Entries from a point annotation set
## Start

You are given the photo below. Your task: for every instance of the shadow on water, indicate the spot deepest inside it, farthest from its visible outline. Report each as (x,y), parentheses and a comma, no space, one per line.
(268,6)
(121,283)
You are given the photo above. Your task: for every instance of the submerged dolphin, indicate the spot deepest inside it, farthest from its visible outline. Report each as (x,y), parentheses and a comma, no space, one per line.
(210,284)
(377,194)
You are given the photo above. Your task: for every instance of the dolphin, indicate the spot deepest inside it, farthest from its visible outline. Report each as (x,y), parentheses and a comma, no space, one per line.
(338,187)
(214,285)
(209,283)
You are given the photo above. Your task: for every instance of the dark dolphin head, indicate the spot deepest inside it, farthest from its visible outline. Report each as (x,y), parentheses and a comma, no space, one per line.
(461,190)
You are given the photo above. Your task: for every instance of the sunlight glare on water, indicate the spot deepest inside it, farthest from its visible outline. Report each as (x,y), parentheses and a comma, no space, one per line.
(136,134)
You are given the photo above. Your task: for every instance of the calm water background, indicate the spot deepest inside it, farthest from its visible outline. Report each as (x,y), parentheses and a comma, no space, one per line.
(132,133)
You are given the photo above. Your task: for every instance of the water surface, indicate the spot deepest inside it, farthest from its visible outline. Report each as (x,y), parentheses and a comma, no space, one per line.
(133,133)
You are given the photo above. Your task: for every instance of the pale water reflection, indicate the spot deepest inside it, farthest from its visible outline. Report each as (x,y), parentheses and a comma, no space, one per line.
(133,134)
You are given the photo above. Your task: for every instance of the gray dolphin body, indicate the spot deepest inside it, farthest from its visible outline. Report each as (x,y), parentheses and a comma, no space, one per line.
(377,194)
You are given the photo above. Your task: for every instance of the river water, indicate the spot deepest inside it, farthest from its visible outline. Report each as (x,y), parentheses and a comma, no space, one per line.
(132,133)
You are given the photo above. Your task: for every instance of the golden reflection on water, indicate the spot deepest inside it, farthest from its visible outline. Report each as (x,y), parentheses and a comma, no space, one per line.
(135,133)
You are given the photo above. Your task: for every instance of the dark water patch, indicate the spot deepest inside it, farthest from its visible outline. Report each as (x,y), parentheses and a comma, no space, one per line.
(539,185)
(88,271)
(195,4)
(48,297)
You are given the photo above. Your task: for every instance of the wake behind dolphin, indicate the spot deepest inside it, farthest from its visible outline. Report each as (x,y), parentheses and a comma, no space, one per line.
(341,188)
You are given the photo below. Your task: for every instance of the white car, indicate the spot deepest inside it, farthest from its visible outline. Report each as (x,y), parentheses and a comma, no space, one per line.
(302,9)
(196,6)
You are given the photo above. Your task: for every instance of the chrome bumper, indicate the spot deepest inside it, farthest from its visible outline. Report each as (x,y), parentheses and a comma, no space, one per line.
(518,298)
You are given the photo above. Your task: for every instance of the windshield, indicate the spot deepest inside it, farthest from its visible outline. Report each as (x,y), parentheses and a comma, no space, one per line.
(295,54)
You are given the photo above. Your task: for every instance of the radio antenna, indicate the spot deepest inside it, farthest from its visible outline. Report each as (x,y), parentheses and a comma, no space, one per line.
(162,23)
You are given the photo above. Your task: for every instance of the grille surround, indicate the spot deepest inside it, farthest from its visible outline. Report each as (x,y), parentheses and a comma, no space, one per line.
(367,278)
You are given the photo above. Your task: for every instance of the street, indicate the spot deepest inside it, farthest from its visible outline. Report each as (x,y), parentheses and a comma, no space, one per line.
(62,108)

## End

#### What you have to do:
Copy the data word for word, starting at the line that contains "of the radio" and continuing through the end of the data.

#### Full output:
You are given the photo above. Your task: for every instance of the radio antenna, indicate the spot deepest inside it, farthest from its visible outline. Report each as (x,y), parentheses and a comma, no space, one per line.
(162,23)
You are given the photo above. Your task: for every instance of the grille surround, indicate the spot deepest inside it, farthest from its visible outline. Report each as (x,y), parentheses and a comma, no space, one per line.
(367,278)
You are given the photo above. Your task: for every instance of the street, indicate the spot deepest inside it, farthest from its visible outline. Report each as (x,y), parentheses and a comma, no space, one per line.
(62,108)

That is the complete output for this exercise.